Challenge a:
In the rubrics page, which scoring mode is recommended for judging tone, helpfulness, and style?

Defining Rubrics

Rubrics are the criteria your evaluation scores against.

Anatomy of a Rubric

Every rubric has:

Field	Description
Name	Short label (e.g. "Accuracy", "Tone")
Criteria	Natural-language description of what you're evaluating
Options	Two or more possible labels (e.g. "Accurate" / "Inaccurate") with descriptions
Best option	The label that represents a passing score. (E.g. between "Good"/"Bad", if best option is "Good", then a score of 90% means 90% of items are "Good")
Scoring mode	Whether to evaluate the full response or individual claims

Scoring Modes

Mode	How it works	Best for
Response-level	Judge evaluates the entire answer and picks one option	Tone, helpfulness, style
Claim-based	Answer is split into atomic claims; each claim is scored independently	Factual accuracy, hallucination

Claim-based scoring gives finer-grained results but costs more tokens (one judge call per claim).

Challenge b:
List each line of the entries that contains the word "quarter".

Source records:
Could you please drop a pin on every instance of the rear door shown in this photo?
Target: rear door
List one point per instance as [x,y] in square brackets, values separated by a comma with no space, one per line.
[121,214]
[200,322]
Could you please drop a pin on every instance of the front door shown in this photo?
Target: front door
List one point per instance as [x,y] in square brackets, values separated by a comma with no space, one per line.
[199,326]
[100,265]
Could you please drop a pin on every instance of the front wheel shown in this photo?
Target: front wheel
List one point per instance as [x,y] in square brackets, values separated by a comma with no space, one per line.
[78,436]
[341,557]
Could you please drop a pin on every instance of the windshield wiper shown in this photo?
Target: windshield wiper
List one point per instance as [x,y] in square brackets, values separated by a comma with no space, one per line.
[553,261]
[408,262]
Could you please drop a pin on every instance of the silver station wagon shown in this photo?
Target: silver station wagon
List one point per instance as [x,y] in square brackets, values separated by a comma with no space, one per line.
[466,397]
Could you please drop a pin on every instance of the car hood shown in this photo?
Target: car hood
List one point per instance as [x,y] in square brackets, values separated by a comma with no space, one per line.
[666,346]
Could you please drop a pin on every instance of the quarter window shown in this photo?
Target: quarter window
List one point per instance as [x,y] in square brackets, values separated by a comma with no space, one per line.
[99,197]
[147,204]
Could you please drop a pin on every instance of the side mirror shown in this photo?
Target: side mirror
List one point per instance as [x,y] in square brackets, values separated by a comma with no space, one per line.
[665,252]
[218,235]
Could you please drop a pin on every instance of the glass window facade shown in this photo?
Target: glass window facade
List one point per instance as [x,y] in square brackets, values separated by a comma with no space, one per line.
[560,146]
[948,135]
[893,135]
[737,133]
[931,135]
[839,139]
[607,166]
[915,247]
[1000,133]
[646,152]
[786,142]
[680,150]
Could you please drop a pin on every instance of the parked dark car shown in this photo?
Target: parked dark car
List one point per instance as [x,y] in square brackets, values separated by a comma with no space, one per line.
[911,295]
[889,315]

Problem solution a:
Response-level scoring.

Problem solution b:
Could you please drop a pin on every instance of the quarter window shown in this photo?
Target: quarter window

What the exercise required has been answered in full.